### Tâche courte
Poursuivez le texte sur la corrélation et la causalité à partir de sa dernière phrase.

Le graphique semble donc faire apparaître une corrélation négative entre la natalité et l’usage d’internet. Mais quel est le sens de cette relation ? L’une des variables explique-t-elle l’autre ?
Est-ce que le nombre d’enfants par femme influence l’usage d’internet dans un pays ? sans doute pas…
Est-ce que l’usage d’internet influence la natalité dans le pays ? sans doute pas non-plus…
En fait, il y a corrélation, mais pas causalité !
C’est pourtant une erreur que l’on fait fréquemment dans les médias à partir de corrélations statistiques et que l’on nomme l’effet cigogne : en Alsace, charmante région du nord-est de la France on avait coutume de dire que les cigognes amenaient les nouveaux-nés, un peu comme sur cette image.

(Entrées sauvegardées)

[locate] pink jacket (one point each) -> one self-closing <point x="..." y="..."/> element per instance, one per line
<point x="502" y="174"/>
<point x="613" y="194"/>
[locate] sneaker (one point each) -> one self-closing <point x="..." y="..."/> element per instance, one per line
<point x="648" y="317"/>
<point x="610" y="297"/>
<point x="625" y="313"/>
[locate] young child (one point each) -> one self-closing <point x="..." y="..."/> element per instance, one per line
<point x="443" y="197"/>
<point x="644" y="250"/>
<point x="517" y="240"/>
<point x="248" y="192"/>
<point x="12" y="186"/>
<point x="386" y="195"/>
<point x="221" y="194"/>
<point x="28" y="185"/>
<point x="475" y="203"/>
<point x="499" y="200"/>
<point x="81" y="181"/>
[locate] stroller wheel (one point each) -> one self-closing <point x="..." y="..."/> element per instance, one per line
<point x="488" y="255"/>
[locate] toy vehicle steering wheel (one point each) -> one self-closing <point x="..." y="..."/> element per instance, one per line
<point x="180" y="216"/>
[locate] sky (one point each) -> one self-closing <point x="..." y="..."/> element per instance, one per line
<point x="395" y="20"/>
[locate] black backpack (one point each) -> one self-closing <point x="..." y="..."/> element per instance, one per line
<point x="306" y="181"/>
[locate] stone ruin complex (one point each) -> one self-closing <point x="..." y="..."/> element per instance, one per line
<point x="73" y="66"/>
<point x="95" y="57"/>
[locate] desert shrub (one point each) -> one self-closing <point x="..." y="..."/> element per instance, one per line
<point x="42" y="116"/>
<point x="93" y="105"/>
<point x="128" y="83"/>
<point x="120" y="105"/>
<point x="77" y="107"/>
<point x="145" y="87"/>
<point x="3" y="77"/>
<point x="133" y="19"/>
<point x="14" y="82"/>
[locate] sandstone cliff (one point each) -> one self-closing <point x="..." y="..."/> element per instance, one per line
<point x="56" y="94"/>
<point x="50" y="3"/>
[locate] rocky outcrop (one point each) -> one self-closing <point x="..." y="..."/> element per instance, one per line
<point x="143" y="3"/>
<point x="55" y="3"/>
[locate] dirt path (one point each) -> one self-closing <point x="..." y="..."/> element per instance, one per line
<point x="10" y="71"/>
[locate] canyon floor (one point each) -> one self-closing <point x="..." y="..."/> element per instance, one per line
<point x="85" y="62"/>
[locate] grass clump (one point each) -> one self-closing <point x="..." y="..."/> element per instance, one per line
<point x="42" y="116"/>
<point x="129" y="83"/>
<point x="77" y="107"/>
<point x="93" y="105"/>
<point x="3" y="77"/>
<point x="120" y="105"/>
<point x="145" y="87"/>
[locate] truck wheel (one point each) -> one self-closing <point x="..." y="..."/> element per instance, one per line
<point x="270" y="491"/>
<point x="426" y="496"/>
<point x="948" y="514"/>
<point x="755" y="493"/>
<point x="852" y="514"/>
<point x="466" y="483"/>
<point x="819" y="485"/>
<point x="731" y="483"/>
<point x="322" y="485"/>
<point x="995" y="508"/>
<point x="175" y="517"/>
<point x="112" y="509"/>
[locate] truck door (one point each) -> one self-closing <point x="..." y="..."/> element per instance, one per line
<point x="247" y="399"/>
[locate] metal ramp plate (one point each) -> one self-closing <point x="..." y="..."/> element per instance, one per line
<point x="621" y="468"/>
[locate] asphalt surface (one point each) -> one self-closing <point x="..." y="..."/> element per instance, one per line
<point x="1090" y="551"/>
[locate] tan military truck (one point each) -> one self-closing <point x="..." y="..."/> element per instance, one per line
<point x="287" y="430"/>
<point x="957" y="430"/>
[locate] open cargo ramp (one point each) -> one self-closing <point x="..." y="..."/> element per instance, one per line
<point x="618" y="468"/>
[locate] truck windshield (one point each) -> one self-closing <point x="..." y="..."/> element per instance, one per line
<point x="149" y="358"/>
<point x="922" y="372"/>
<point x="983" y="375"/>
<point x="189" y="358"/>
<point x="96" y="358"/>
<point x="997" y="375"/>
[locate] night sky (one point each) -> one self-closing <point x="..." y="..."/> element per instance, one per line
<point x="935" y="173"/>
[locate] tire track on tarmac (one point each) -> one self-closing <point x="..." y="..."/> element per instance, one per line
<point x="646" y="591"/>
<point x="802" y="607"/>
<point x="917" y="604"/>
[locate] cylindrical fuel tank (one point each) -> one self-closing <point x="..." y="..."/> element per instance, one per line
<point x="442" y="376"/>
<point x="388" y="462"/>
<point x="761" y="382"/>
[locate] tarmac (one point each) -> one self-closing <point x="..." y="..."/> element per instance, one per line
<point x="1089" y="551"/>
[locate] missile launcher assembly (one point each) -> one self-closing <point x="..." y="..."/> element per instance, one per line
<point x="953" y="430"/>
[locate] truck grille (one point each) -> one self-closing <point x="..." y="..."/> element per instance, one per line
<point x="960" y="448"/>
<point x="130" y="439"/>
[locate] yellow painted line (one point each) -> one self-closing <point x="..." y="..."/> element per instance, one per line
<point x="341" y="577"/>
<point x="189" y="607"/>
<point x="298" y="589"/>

### Réponse de l'exercice
Ce qui expliquait cette affirmation/croyance, c’est que le pic annuel des naissances, le moment de l’année où l’on en constatait le plus, se produisait au moment où cet oiseau migrateur revenait s’installer dans la région après avoir passé l’hiver en Afrique du Nord. Il y avait bien corrélation entre le retour des cigognes et la masse des naissances. Mais évidemment pas de causalité. Si les naissances étaient nombreuses au printemps, c’est avant tout parce qu’on se mariait en été et qu’on ne tardait pas à consommer le mariage. Les enfants arrivaient 9 mois plus tard… au printemps, lorsque le climat redevenait favorable à nos cigognes.
Bien souvent, les deux indicateurs corrélés sont reliés à un troisième, tout cela est très bien expliqué dans cette vidéo : https://www.youtube.com/watch?v=aOX0pIwBCvw
Pour le graphique qui nous concerne, le niveau de développement du pays est sans doute la variable qui détermine les deux autres.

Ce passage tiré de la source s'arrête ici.